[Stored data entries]
○ ○ ○ ○

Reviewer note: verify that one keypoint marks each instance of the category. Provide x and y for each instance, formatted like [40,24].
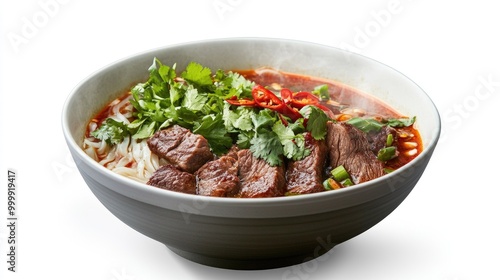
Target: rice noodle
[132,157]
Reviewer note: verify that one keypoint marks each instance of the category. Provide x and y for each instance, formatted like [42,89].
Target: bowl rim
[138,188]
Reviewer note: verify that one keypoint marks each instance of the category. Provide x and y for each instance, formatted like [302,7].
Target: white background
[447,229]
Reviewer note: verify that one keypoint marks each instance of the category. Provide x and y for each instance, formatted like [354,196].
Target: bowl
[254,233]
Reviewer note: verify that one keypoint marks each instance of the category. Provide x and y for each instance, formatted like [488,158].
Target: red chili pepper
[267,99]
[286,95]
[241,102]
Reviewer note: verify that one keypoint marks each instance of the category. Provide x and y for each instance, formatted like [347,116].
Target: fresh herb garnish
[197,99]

○ ○ ○ ○

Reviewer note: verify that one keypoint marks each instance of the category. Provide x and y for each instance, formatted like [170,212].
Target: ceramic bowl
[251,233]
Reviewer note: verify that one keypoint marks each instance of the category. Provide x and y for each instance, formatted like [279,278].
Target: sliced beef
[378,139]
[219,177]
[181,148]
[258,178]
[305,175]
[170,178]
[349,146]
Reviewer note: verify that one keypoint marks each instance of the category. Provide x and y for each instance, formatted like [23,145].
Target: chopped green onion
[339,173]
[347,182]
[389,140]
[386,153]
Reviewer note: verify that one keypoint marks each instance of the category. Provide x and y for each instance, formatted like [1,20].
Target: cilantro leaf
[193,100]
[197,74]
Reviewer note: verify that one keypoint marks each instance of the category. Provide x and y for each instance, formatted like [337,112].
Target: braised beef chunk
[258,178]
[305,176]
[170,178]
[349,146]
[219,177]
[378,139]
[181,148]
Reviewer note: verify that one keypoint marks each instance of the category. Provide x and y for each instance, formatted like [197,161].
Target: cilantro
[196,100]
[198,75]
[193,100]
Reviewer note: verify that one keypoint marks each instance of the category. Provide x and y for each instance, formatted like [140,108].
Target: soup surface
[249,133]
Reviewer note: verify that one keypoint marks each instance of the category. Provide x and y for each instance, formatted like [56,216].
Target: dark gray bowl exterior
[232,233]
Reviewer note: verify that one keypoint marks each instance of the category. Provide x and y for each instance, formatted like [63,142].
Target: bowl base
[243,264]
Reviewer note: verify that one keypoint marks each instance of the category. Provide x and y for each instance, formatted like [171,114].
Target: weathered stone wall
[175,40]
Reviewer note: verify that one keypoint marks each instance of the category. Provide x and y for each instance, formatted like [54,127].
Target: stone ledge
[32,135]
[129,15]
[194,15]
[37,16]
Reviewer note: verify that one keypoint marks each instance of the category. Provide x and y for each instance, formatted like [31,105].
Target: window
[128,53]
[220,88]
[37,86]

○ ○ ○ ○

◆ **TO DO**
Beginning at the line with "Target: bowl base" and ending at the line with "formatted like [31,105].", reproduce each line of the data above exactly, and add no other lines.

◆ **ANSWER AREA**
Target: bowl base
[243,264]
Reviewer note: verify that one keypoint marks each instance of the category. Provide x and y for each instance, formatted like [171,114].
Target: weathered stone wall
[175,40]
Reviewer note: verify that one keypoint marks each instance of the category. Provide x and y for each instance, formatted like [54,127].
Target: stone ledge
[32,135]
[129,15]
[194,15]
[37,16]
Reviewer note: verify that one keypoint marks each instance of the category. Provide x and y for each instance, formatted like [31,105].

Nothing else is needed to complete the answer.